= WORK INSTRUCTIONS =
Scan the data for "tire" and copy the lines it appears in.

= Natural language region descriptions =
- - - - -

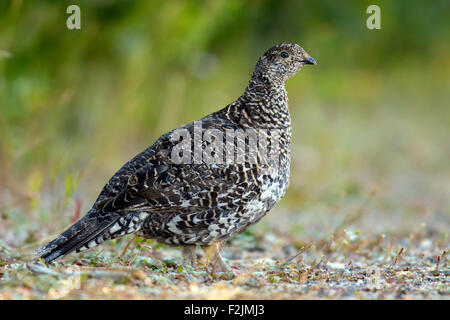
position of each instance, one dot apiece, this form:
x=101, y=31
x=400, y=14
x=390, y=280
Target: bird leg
x=189, y=256
x=212, y=255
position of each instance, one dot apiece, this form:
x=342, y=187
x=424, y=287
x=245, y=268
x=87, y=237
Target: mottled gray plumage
x=198, y=204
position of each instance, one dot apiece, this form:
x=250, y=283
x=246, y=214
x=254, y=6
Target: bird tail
x=91, y=230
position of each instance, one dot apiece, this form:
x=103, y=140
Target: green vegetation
x=367, y=213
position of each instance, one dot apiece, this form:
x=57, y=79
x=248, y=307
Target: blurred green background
x=372, y=118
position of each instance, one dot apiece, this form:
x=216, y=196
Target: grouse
x=208, y=180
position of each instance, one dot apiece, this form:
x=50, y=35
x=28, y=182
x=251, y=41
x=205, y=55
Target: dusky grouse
x=185, y=189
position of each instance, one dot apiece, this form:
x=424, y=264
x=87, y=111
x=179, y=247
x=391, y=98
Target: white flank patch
x=114, y=228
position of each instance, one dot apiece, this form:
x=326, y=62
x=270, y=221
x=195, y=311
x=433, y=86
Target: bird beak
x=310, y=60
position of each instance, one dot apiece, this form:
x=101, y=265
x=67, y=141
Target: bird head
x=281, y=62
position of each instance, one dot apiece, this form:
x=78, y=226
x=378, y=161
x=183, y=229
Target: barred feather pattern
x=196, y=204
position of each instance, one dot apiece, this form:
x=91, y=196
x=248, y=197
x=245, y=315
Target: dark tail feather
x=78, y=235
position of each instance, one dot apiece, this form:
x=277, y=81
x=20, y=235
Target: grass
x=352, y=262
x=367, y=212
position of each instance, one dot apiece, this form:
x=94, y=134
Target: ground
x=268, y=262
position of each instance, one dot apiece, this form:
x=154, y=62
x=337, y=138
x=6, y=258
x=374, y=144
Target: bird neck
x=264, y=104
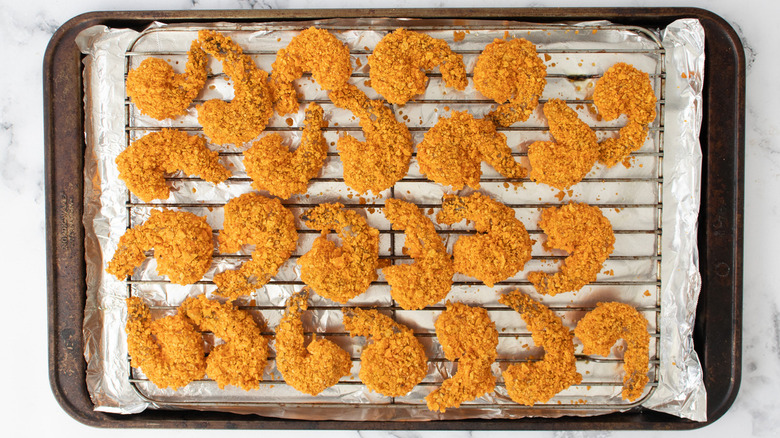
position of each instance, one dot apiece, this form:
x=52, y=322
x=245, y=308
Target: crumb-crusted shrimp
x=282, y=173
x=340, y=273
x=162, y=94
x=240, y=361
x=582, y=231
x=570, y=157
x=452, y=152
x=168, y=350
x=401, y=60
x=528, y=383
x=395, y=361
x=466, y=334
x=182, y=242
x=510, y=71
x=600, y=328
x=246, y=116
x=143, y=165
x=624, y=90
x=253, y=219
x=313, y=368
x=313, y=50
x=501, y=251
x=429, y=279
x=377, y=163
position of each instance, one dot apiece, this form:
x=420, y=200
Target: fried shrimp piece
x=253, y=219
x=340, y=273
x=401, y=60
x=466, y=334
x=240, y=361
x=452, y=151
x=501, y=251
x=566, y=161
x=159, y=92
x=603, y=326
x=510, y=71
x=377, y=163
x=309, y=369
x=182, y=244
x=429, y=279
x=313, y=50
x=528, y=383
x=624, y=90
x=582, y=231
x=282, y=173
x=395, y=361
x=168, y=350
x=246, y=116
x=143, y=165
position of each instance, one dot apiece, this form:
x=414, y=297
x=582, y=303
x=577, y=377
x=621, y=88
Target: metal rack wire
x=650, y=209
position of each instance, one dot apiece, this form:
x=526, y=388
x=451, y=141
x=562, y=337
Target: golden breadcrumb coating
x=182, y=243
x=583, y=232
x=377, y=163
x=246, y=116
x=253, y=219
x=401, y=60
x=162, y=94
x=395, y=361
x=500, y=252
x=429, y=279
x=466, y=334
x=168, y=350
x=340, y=273
x=143, y=165
x=282, y=173
x=313, y=50
x=566, y=161
x=452, y=151
x=528, y=383
x=600, y=328
x=510, y=71
x=311, y=368
x=240, y=361
x=624, y=90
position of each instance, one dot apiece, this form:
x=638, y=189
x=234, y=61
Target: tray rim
x=720, y=221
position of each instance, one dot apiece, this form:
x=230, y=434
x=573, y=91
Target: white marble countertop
x=28, y=406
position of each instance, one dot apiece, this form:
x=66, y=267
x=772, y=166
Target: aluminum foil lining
x=662, y=280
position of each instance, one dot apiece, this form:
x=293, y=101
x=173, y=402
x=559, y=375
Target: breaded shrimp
x=401, y=60
x=600, y=328
x=253, y=219
x=582, y=231
x=452, y=151
x=340, y=273
x=143, y=165
x=466, y=334
x=566, y=161
x=182, y=242
x=309, y=369
x=162, y=94
x=429, y=279
x=313, y=50
x=240, y=361
x=168, y=350
x=500, y=252
x=510, y=71
x=528, y=383
x=282, y=173
x=377, y=163
x=395, y=362
x=246, y=116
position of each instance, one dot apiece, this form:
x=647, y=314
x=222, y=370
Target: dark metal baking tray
x=717, y=334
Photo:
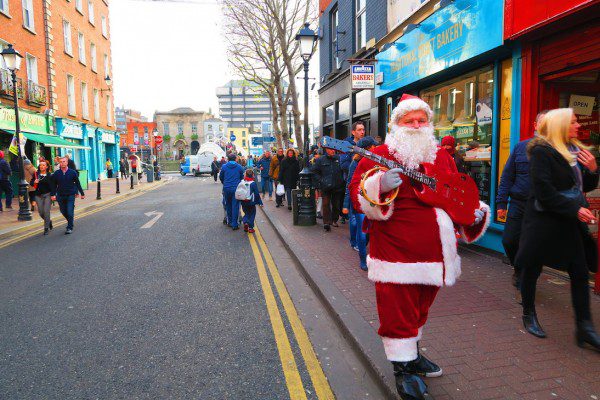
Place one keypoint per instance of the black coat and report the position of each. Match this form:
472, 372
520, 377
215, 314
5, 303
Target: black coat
553, 237
289, 172
329, 174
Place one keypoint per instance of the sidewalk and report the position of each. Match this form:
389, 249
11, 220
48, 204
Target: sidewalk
9, 225
474, 330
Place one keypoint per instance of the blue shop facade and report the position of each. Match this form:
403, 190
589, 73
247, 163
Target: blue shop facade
457, 61
97, 145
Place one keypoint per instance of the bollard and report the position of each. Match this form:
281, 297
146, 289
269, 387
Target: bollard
98, 197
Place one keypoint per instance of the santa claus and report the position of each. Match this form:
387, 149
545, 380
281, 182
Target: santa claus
413, 246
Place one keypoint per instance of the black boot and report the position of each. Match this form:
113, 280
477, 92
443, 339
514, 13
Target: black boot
587, 334
409, 385
531, 324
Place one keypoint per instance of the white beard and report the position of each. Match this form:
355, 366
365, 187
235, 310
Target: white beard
412, 147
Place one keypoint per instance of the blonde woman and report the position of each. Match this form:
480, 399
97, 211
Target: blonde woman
554, 228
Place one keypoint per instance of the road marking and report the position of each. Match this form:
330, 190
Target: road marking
157, 215
313, 366
288, 363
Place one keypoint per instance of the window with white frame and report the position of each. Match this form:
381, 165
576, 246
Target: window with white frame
104, 26
91, 12
67, 37
4, 6
108, 111
31, 64
361, 24
96, 105
71, 95
85, 108
81, 47
28, 14
93, 59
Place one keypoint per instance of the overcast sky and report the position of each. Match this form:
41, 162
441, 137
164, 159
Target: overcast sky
168, 55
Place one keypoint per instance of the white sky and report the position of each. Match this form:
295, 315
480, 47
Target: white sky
167, 55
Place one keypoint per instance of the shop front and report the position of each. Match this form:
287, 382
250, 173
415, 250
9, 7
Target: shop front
456, 61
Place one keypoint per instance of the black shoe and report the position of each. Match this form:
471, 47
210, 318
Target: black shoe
531, 323
424, 367
409, 386
587, 334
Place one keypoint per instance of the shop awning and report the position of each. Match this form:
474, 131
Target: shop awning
52, 141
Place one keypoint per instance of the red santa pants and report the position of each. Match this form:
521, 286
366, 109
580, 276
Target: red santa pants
403, 310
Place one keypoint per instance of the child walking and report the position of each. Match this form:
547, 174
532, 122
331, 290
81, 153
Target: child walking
249, 206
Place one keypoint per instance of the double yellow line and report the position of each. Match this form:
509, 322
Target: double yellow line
288, 362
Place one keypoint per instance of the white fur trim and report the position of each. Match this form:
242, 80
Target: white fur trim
423, 273
408, 105
402, 350
449, 250
486, 223
372, 187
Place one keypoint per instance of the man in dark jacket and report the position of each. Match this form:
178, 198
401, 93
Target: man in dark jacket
67, 188
5, 185
330, 176
264, 164
514, 184
231, 175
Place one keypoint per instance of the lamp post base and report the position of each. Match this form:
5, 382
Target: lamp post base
307, 215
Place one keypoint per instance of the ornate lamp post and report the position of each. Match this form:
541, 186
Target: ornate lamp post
12, 60
306, 203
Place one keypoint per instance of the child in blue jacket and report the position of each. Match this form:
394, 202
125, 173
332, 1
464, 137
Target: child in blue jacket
249, 206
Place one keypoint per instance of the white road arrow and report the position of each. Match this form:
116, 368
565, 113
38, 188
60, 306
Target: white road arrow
157, 216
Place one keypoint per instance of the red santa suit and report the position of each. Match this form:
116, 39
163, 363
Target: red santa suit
412, 253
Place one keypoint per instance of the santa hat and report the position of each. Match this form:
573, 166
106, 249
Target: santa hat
407, 104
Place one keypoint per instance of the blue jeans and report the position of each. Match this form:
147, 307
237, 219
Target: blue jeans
6, 187
267, 182
249, 213
232, 206
67, 208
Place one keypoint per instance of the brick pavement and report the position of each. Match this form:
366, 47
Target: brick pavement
474, 330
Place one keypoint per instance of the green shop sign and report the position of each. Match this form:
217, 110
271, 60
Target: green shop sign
29, 122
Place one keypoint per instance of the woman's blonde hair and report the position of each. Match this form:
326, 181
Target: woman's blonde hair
554, 127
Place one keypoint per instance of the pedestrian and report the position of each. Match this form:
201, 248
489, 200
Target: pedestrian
274, 174
289, 172
109, 168
330, 178
514, 184
66, 190
5, 184
555, 231
43, 185
215, 168
249, 206
412, 245
231, 174
264, 165
449, 144
358, 238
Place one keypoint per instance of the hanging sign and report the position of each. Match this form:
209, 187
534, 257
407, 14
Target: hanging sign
363, 77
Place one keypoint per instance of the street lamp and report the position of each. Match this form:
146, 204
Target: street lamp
306, 203
12, 61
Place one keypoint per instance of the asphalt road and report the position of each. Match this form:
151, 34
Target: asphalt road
173, 311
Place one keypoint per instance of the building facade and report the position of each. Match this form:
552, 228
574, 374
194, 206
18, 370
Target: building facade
182, 130
243, 104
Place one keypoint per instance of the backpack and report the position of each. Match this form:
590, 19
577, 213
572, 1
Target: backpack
243, 192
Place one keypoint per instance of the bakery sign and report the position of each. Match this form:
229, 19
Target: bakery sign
363, 77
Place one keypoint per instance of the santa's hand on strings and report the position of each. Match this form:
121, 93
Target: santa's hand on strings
390, 180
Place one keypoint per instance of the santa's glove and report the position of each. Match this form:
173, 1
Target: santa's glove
390, 180
478, 217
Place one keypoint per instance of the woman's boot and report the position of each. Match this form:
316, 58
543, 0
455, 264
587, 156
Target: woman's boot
531, 324
587, 334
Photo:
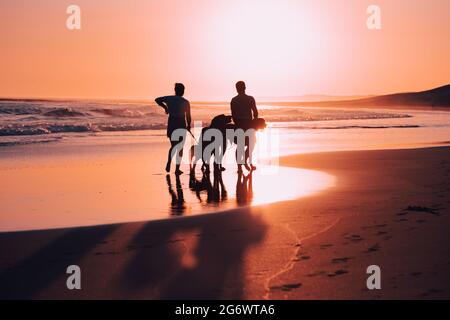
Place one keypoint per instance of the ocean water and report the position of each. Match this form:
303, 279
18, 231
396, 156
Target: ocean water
43, 121
80, 163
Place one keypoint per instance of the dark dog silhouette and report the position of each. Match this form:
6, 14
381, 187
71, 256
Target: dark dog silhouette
221, 123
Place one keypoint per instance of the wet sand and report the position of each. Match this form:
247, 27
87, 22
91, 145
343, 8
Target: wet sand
389, 208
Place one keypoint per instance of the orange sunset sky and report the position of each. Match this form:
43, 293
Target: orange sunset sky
137, 49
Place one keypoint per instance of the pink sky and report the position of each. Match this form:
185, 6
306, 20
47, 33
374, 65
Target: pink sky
138, 49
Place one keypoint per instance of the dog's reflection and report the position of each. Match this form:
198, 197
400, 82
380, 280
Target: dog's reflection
215, 190
244, 189
178, 205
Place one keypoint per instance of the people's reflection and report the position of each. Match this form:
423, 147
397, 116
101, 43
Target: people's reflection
244, 189
215, 190
177, 206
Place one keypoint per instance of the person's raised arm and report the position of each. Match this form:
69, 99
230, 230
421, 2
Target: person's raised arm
188, 116
161, 101
254, 109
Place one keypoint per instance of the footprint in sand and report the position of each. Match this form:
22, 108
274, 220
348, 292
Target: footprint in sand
354, 238
316, 273
287, 287
301, 258
337, 273
373, 248
340, 260
420, 209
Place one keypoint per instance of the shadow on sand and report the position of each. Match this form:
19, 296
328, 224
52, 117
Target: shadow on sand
202, 257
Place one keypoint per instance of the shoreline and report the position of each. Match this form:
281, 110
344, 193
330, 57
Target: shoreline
271, 251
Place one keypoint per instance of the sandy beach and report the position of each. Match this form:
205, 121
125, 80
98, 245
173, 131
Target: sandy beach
389, 208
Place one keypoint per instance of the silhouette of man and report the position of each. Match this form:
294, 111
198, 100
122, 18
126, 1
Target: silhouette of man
179, 111
244, 111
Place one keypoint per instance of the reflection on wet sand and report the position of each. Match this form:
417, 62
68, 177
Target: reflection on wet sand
208, 191
177, 206
215, 190
244, 189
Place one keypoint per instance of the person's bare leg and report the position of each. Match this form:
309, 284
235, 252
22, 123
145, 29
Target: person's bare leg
177, 167
169, 159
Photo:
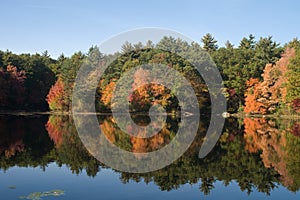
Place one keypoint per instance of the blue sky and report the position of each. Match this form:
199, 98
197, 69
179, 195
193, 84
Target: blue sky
29, 26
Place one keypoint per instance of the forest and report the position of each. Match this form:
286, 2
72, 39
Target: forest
260, 76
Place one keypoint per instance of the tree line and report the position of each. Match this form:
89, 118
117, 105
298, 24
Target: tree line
260, 76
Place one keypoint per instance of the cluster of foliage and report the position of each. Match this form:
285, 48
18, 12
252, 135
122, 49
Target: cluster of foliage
253, 76
25, 81
266, 96
240, 64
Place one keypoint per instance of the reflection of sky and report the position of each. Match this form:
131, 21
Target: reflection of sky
107, 185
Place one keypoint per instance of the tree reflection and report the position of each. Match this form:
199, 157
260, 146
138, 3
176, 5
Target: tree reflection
256, 153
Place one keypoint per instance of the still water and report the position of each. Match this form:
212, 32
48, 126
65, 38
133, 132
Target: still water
42, 157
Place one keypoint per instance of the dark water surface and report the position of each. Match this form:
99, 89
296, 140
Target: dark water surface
253, 159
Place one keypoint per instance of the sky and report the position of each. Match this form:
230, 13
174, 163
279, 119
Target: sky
69, 26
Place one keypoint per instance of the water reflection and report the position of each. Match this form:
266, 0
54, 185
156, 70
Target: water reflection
256, 153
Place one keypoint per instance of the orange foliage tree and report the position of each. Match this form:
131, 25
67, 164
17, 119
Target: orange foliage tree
265, 97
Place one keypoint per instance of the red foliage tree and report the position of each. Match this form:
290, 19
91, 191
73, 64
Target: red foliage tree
55, 97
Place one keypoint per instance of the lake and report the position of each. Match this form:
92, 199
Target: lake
42, 157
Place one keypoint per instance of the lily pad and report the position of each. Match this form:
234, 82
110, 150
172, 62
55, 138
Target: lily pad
39, 195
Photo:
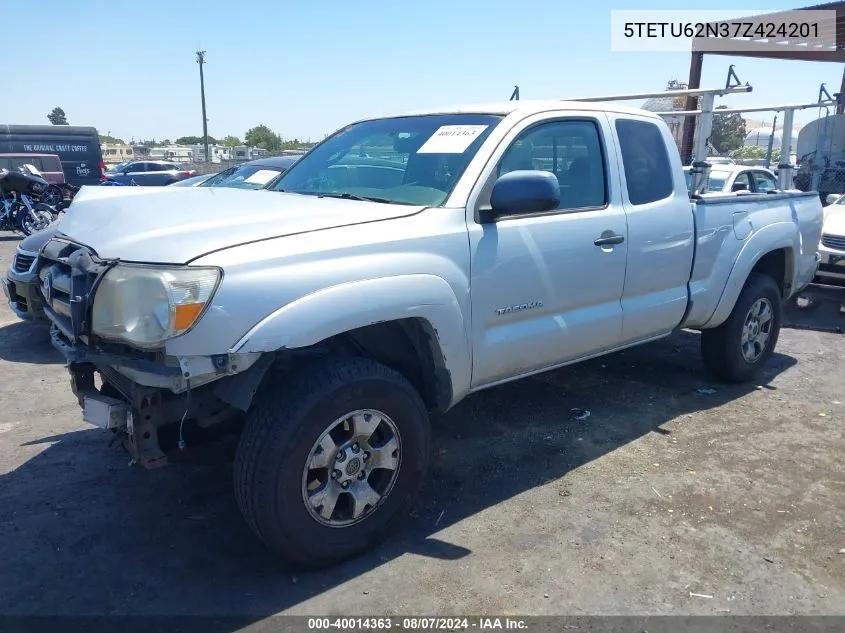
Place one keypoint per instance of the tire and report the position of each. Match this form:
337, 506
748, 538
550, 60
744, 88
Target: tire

- - - - -

= OUTPUT =
Place one keypoint per instance of the tire and report the position of each. Match this form:
Target: tire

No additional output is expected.